Start of RECORD LIST

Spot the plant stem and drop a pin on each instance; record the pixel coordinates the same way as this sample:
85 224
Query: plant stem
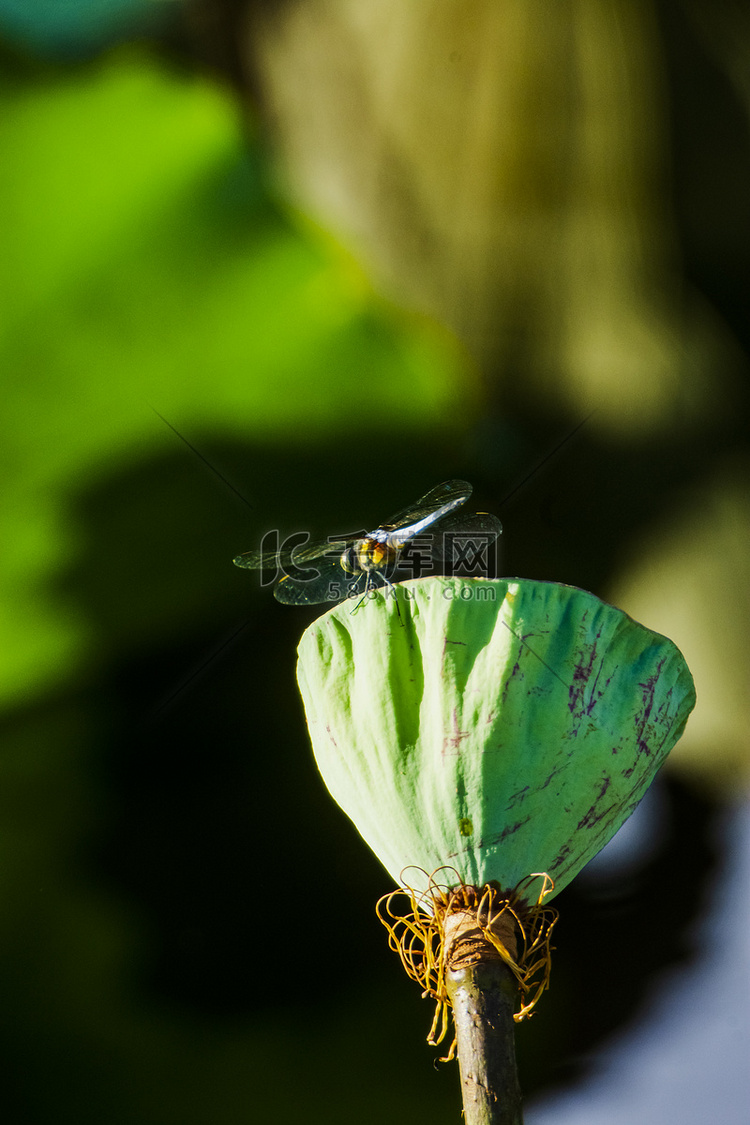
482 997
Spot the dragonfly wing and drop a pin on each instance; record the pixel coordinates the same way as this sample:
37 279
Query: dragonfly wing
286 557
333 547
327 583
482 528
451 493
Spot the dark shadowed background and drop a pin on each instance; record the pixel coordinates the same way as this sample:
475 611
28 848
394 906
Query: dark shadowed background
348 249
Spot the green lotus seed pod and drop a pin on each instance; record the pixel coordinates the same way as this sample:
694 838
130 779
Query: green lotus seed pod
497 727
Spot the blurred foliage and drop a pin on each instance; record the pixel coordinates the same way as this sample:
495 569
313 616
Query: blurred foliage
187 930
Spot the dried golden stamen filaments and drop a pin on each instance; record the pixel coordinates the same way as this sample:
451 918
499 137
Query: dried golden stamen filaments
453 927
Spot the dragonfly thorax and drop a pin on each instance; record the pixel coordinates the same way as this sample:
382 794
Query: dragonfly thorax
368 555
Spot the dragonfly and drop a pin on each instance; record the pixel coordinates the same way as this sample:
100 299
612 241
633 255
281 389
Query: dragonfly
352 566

End of RECORD LIST

* EXERCISE PROMPT *
Everything from the line containing "Spot the blurred" through the last line of the records must be given again exactly; leave out all other lines.

* THE COMPLETED TASK *
Spot the blurred foliage and drop a pin on each instance; record the pixel coordinates the same way as this sample:
495 569
313 616
Query: blurred foliage
187 930
Spot the dried golden stamen filaments and drop a pin on each instance; record the pixel coordinates the same way as this sample:
451 918
499 137
Query: dried golden stamen filaments
453 927
Spot the dragonfly thorax and drop a pin on each instance; record the pixel coordinates the same way as this sample:
382 794
Query: dragonfly thorax
368 555
Spot the dragonfly and drop a pin on each instance; record the pixel coordinates the same way as this sample:
100 299
612 241
633 255
281 389
Query: dragonfly
352 566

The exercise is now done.